* start *
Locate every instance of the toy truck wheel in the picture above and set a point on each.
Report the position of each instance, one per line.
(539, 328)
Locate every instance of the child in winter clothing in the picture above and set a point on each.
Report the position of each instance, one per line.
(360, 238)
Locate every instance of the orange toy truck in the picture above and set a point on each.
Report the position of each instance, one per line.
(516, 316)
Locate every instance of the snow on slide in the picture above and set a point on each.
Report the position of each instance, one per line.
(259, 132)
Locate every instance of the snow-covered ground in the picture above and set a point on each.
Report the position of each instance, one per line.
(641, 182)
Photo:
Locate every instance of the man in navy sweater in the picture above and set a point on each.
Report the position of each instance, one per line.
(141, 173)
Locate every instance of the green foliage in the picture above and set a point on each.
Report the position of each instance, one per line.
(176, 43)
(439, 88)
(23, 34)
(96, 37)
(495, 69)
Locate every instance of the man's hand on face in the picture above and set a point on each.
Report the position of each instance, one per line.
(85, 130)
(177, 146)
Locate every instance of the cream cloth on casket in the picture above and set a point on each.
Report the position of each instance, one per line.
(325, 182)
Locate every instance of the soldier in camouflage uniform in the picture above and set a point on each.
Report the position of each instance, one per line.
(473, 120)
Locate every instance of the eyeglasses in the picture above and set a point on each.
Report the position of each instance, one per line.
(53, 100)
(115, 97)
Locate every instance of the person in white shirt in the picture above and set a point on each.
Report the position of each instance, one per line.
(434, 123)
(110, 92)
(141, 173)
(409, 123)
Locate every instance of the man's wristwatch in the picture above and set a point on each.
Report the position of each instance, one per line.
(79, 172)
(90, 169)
* end *
* start *
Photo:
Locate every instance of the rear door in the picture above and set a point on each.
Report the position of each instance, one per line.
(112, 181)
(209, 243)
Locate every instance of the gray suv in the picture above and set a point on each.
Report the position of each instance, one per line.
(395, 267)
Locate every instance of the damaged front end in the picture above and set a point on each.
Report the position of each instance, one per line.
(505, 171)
* end *
Directions | Find every line in the records above that contains the word "truck" and copy each of those lines.

Exercise output |
Locate every instance of the toy truck wheel in the picture above and set a point on each.
Locate every instance of the orange toy truck in the picture above and set a point on each.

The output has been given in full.